*WORK REQUIRED:* Without the images, print all the entries below exactly as given.

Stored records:

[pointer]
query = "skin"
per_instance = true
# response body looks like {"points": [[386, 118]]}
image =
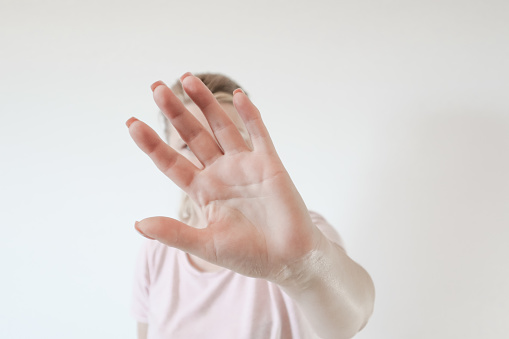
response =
{"points": [[253, 220]]}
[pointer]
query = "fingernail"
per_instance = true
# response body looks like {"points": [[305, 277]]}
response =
{"points": [[185, 76], [139, 231], [130, 121], [156, 84]]}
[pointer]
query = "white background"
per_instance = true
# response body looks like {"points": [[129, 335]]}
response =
{"points": [[391, 116]]}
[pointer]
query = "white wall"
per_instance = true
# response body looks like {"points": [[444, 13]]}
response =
{"points": [[391, 116]]}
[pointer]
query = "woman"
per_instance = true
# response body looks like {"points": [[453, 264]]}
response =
{"points": [[247, 259]]}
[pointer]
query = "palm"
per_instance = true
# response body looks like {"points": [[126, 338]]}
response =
{"points": [[256, 220]]}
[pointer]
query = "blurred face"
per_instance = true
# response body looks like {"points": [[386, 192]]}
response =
{"points": [[180, 146]]}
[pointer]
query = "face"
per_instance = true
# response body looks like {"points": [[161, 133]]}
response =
{"points": [[180, 146]]}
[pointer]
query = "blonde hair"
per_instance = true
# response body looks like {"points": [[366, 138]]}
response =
{"points": [[222, 87]]}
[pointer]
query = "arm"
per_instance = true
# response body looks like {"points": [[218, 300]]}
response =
{"points": [[257, 222], [142, 330], [335, 294]]}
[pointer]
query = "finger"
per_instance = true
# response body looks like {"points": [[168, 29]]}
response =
{"points": [[174, 233], [175, 166], [253, 120], [225, 131], [196, 136]]}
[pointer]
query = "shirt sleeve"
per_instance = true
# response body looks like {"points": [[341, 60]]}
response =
{"points": [[327, 229], [140, 297]]}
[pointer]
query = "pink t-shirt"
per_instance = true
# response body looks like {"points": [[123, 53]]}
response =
{"points": [[179, 301]]}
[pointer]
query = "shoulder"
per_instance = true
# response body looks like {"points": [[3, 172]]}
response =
{"points": [[327, 229]]}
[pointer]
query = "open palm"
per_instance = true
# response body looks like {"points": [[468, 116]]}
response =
{"points": [[256, 221]]}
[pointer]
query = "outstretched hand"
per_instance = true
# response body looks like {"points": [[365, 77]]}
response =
{"points": [[256, 221]]}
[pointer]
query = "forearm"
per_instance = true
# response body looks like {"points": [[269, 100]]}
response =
{"points": [[335, 294]]}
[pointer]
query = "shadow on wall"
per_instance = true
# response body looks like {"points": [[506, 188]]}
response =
{"points": [[439, 188]]}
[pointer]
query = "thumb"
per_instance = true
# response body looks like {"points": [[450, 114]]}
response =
{"points": [[174, 233]]}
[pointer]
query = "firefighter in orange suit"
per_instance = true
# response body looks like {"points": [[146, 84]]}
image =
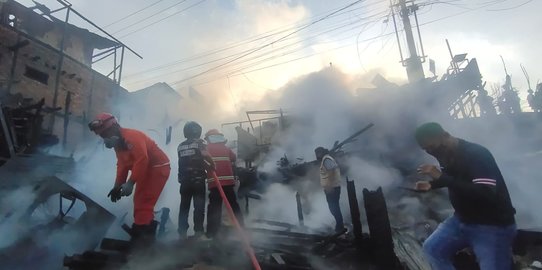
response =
{"points": [[224, 160], [149, 167]]}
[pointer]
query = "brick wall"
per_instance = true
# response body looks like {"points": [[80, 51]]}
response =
{"points": [[91, 92]]}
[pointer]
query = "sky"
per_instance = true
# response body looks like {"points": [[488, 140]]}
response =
{"points": [[243, 49]]}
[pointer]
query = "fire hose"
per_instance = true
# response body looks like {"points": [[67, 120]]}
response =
{"points": [[241, 232]]}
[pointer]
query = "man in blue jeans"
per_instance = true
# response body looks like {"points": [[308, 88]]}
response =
{"points": [[330, 179], [484, 215]]}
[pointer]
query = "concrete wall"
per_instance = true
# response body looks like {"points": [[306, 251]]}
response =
{"points": [[91, 92]]}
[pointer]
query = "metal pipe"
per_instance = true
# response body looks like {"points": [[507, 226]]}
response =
{"points": [[354, 209], [397, 34], [59, 67], [99, 28], [299, 209]]}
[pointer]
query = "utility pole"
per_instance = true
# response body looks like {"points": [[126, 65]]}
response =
{"points": [[413, 63]]}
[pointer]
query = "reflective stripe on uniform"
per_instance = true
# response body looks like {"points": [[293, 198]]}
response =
{"points": [[221, 158], [222, 178], [161, 165]]}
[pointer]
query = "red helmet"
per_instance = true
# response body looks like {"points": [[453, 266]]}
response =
{"points": [[102, 122], [212, 132]]}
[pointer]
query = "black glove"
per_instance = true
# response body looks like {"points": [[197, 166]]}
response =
{"points": [[115, 194]]}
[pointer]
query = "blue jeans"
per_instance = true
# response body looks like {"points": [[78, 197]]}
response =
{"points": [[333, 196], [492, 245]]}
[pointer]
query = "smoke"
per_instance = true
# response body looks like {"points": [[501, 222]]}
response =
{"points": [[10, 203]]}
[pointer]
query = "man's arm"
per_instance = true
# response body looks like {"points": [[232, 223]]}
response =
{"points": [[330, 164], [141, 163], [484, 172], [209, 162], [122, 172]]}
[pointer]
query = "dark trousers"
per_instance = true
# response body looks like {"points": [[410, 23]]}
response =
{"points": [[192, 190], [332, 196], [214, 210]]}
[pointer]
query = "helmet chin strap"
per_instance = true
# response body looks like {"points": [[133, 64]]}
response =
{"points": [[112, 141]]}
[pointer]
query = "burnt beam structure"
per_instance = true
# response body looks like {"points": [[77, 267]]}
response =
{"points": [[354, 209]]}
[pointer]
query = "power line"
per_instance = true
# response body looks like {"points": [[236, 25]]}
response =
{"points": [[153, 15], [236, 72], [353, 25], [165, 18], [271, 43], [249, 40], [510, 8], [133, 13]]}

*REPLY:*
[pointer]
query = "skin"
per_instance = true
# response body looks like {"points": [[386, 118]]}
image =
response =
{"points": [[253, 220]]}
[pointer]
query = "fingernail"
per_instance = true
# response body looks like {"points": [[305, 277]]}
response =
{"points": [[185, 76], [139, 231], [130, 121], [156, 84]]}
[pointer]
query = "white background"
per_instance = true
# response body looks like {"points": [[129, 335]]}
response =
{"points": [[391, 116]]}
[pointer]
query = "white wall"
per_instance = true
# response body looks like {"points": [[444, 13]]}
response =
{"points": [[391, 116]]}
[pointer]
query = "woman"
per_instance = true
# response body looks like {"points": [[453, 264]]}
response =
{"points": [[247, 259]]}
[pointer]
query = "palm"
per_instance = true
# response body looks like {"points": [[126, 338]]}
response =
{"points": [[256, 220]]}
[pointer]
query = "blurred face"
per_instance = true
# response body looks like {"points": [[386, 192]]}
response =
{"points": [[180, 146]]}
[pointer]
query = "face"
per_instance = true
# response body looks like {"points": [[161, 133]]}
response =
{"points": [[180, 146]]}
[pointer]
query = "blonde hair"
per_instance = true
# response body looks like {"points": [[366, 138]]}
response =
{"points": [[222, 87]]}
[pointer]
query = "arm"
per_instance = true
# response body looks like {"points": [[218, 300]]}
response =
{"points": [[257, 222], [142, 330], [335, 294]]}
[pointer]
query = "finger"
per_instance = true
# response body looks like {"points": [[168, 29]]}
response =
{"points": [[174, 233], [175, 166], [253, 120], [225, 131], [196, 136]]}
[pointer]
query = "shirt sleeve"
per_instance = true
# response body looks like {"points": [[341, 60]]}
response =
{"points": [[327, 229], [140, 297]]}
[pointer]
query = "pink t-shirt"
per_instance = true
# response body looks like {"points": [[123, 53]]}
response =
{"points": [[179, 301]]}
[pointer]
query = "shoulder"
per_instance = true
# response body looks like {"points": [[3, 172]]}
response =
{"points": [[327, 229]]}
[pointer]
query = "open palm"
per_instance = true
# response body looks like {"points": [[468, 116]]}
response =
{"points": [[256, 221]]}
[pointer]
query = "outstretched hand"
per_instance = true
# response body looks like {"points": [[365, 77]]}
response =
{"points": [[256, 221]]}
[pointer]
query = "forearm"
per_instance = true
# response body looks like {"points": [[269, 100]]}
response =
{"points": [[335, 294]]}
[pointer]
query = "shadow on wall"
per_instance = true
# response body looks like {"points": [[506, 188]]}
response =
{"points": [[439, 188]]}
[pointer]
query = "thumb"
per_instance = true
# response body looks like {"points": [[450, 114]]}
response =
{"points": [[174, 233]]}
[pointer]
query = "firefighter in orange suit"
per_instance = true
# response body looks like {"points": [[146, 84]]}
image =
response =
{"points": [[224, 160], [149, 167]]}
[pointer]
query = "brick wall"
per_instance = true
# response body looks like {"points": [[80, 51]]}
response =
{"points": [[91, 92]]}
[pointer]
query = "sky"
per_instance = true
# response body looks like {"points": [[488, 140]]}
response =
{"points": [[243, 49]]}
[pointer]
query = "fire hose"
per_instance = true
# response body looks like {"points": [[67, 120]]}
response =
{"points": [[241, 232]]}
[pointer]
query = "man in blue jeans"
per_instance = true
# response body looks like {"points": [[308, 88]]}
response =
{"points": [[330, 179], [484, 215]]}
[pointer]
query = "concrete wall"
per_instance = true
# response body looks like {"points": [[306, 251]]}
response =
{"points": [[91, 92]]}
[pointer]
query = "metal pipe"
per_instance = true
# response body looks like {"points": [[507, 226]]}
response =
{"points": [[354, 209], [397, 34], [59, 67], [99, 28], [299, 209]]}
[pointer]
query = "utility pole"
per_instance = true
# response body looks like {"points": [[126, 65]]}
response =
{"points": [[413, 63]]}
[pointer]
query = "reflective stripe on uniform"
per_instance = true
# response body looks like {"points": [[293, 198]]}
response =
{"points": [[221, 158], [222, 178], [161, 165]]}
[pointer]
query = "red helmet"
per_instance = true
# response body looks like {"points": [[453, 266]]}
response =
{"points": [[102, 122], [212, 132]]}
[pointer]
query = "black glove"
per_instance = true
# response body looks like {"points": [[197, 166]]}
response =
{"points": [[115, 194]]}
[pointer]
query = "blue jeans"
per_instance = true
# response body looks like {"points": [[78, 197]]}
response =
{"points": [[333, 196], [492, 245]]}
[pointer]
query = "smoke"
per_instance = true
# response body looks like {"points": [[501, 222]]}
response =
{"points": [[10, 203]]}
[pointer]
query = "man's arm"
per_instance = true
# response body looks like {"points": [[232, 223]]}
response =
{"points": [[330, 164], [141, 163], [484, 172], [209, 162], [122, 172]]}
[pointer]
query = "dark trousers"
per_instance = true
# response body looks like {"points": [[410, 23]]}
response =
{"points": [[192, 190], [332, 196], [214, 210]]}
[pointer]
query = "helmet chin strap"
per_instance = true
# response body looks like {"points": [[133, 64]]}
response =
{"points": [[112, 141]]}
[pointer]
query = "burnt beam structure"
per_instance = true
# response body looks like {"points": [[77, 267]]}
response =
{"points": [[354, 209]]}
[pointer]
query = "power line"
per_instance = true
# response body looks like {"points": [[236, 25]]}
response =
{"points": [[153, 15], [236, 72], [353, 25], [165, 18], [271, 43], [249, 40], [510, 8], [133, 13]]}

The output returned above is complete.